> **Dataset**:
* * * * *

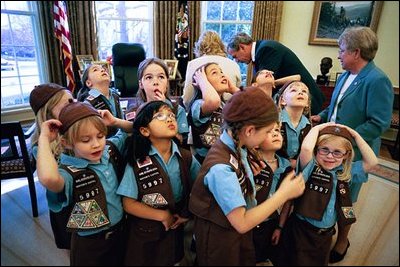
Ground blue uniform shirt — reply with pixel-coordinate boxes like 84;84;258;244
204;131;257;215
165;99;189;134
117;141;200;202
46;132;127;236
89;88;124;119
281;109;310;158
296;158;364;228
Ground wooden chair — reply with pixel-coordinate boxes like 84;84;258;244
1;122;38;217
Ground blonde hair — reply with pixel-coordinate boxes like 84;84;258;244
314;134;354;182
62;116;107;156
31;90;68;158
182;62;219;112
194;30;227;57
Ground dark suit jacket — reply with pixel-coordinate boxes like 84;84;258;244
254;40;325;115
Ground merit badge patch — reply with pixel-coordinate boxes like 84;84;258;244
229;154;239;169
142;193;168;208
67;199;110;229
137;156;153;168
342;207;356;219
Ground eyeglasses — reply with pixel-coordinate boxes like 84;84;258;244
153;112;176;121
317;147;347;159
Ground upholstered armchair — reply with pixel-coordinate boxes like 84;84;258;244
112;43;146;97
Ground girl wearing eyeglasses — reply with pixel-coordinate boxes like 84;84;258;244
282;123;378;266
117;101;200;266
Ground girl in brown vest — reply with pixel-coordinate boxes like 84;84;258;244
184;63;239;163
250;122;293;265
189;87;304;266
282;123;378;266
118;101;200;266
37;102;126;266
276;81;311;168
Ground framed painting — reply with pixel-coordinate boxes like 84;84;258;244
164;59;179;80
76;55;94;71
308;1;384;46
91;61;112;78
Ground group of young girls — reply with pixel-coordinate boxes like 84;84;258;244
30;58;377;266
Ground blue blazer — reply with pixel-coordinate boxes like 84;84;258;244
254;40;325;115
319;61;394;161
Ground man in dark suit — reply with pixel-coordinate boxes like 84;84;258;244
228;32;325;115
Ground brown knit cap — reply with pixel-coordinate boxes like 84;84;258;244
319;125;354;143
59;102;101;134
29;83;68;115
222;86;276;122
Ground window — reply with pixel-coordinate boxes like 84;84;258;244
95;1;153;60
1;1;46;111
201;1;254;84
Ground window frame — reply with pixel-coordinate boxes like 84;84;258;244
1;1;48;113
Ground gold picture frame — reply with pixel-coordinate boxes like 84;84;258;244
308;1;383;46
92;61;112;78
164;59;179;80
76;55;94;72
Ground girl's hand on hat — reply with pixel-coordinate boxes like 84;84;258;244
249;160;267;176
98;109;117;126
226;77;240;95
277;171;305;200
193;66;212;92
154;90;165;101
40;119;62;143
310;115;322;126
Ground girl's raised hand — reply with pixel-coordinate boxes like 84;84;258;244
40;119;62;143
98;109;117;126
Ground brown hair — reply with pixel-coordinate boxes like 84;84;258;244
314;134;354;182
194;30;227;57
136;57;169;102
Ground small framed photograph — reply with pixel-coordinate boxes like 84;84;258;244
76;55;94;71
164;59;179;80
308;1;384;46
91;61;112;78
335;72;343;83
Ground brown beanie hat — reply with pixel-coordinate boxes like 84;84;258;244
29;83;68;115
59;102;101;134
222;86;276;122
319;125;354;143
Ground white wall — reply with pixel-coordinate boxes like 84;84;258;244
279;1;399;86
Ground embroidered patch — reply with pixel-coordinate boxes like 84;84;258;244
136;156;153;168
256;184;262;192
67;199;110;229
67;166;80;173
229;154;239;169
200;123;221;146
142;193;168;208
342;207;356;219
125;111;136;121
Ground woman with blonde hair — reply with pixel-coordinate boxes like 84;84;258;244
182;31;242;110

* * * * *

Copy every line of the data above word for word, leaving out the pictures.

> **Written solution**:
Ground blue uniform shirt — reply with pixel-coordinate boxes like 84;84;258;244
204;131;257;215
165;99;189;134
117;141;200;202
46;132;127;236
89;88;124;119
281;109;310;158
296;158;364;228
Ground wooden chair — reply with pixel-coordinate boxes like 84;84;258;244
1;122;38;217
Ground blonde hair — reply with pixel-coordinate boxes like 84;84;258;244
314;134;354;182
62;116;107;156
31;90;68;158
182;62;219;112
194;30;227;57
Ground dark suit jacket — reply with pixel-coordinate boxes like 84;84;258;244
254;40;325;115
Ground merit badge patch — reply with pixel-coordinate boxes like 84;84;258;244
229;154;239;169
142;193;168;208
67;199;110;229
137;156;153;168
342;207;356;219
Ground eyeglasses — reply with pixel-coordinate boxes like 84;84;258;244
153;112;176;121
317;147;347;159
Ground upholstered armchair — reply with pixel-coordinate boxes like 84;84;258;244
112;43;146;97
Ground girl wearing eyeglasses — reply with pixel-coordinate boxes like 84;84;258;244
282;123;378;266
117;101;200;266
Ground girl in brown vest — reply with pixel-coordinate boxes like 84;84;258;244
184;63;239;163
250;122;293;265
189;87;304;266
282;123;378;266
118;101;200;266
37;102;126;266
276;81;311;168
Ground framed painting — reply with pixel-coordinate boxes like 84;84;258;244
164;59;179;80
76;55;94;71
308;1;384;46
91;61;112;78
Ground group of young girls — reply with pixel-coordinate boxes like 84;84;258;244
30;58;377;266
Ground blue blazer — reply with pixel-coordinate boxes like 84;84;258;244
254;40;325;115
319;61;394;161
Ground man in dark suit — reply with pixel-coordinate boxes like 84;84;258;244
228;32;325;115
Ground brown knit cap — reply with pixel-coordinate boxes like 84;84;258;244
319;125;354;143
59;102;101;134
29;83;68;115
222;86;276;122
Ground window — reply with pixel-coordinate boxes like 84;84;258;244
95;1;153;60
1;1;46;111
201;1;254;84
Ground window frame — reply with pixel-coordinate boxes like 84;84;258;244
1;1;48;113
Ground gold picture frame — reply with pixel-coordinate boxes like 84;84;258;244
308;1;383;46
92;61;112;78
164;59;179;80
76;55;94;72
Ground girl's hand on hat — reply with pixel-coordinate boxes like 84;84;258;244
249;160;267;176
98;109;117;126
226;77;240;95
277;171;305;200
193;66;212;92
154;90;165;101
40;119;62;143
310;115;322;126
Ground girl's raised hand — reply with pixel-coordinate boxes like 84;84;258;244
40;119;62;143
98;109;117;126
Ground brown hair — reply with pixel-coordinate boxes like 84;84;258;244
314;134;354;182
194;30;227;57
136;57;169;102
Ground small framed photograph — reply with pixel-coordinate boxes like 84;84;258;244
76;55;94;71
164;59;179;80
308;1;384;46
91;61;112;78
335;72;343;83
Ground brown beanie hat — reply with pixel-coordinate boxes like 84;84;258;244
29;83;68;115
59;102;101;134
222;86;276;122
319;125;354;143
Ground white wall — reply with pixel-coordinate boxes like 84;84;258;244
279;1;399;86
Ground embroidered patch — reply with pixel-coordinate boxes like 84;84;258;244
136;156;153;168
256;184;262;192
67;199;110;229
67;166;80;173
229;154;239;169
200;123;221;146
142;193;168;208
342;207;356;219
125;111;136;121
Ground woman with blonde hair — reply with pixel-coordinate boxes like 84;84;258;244
182;31;242;110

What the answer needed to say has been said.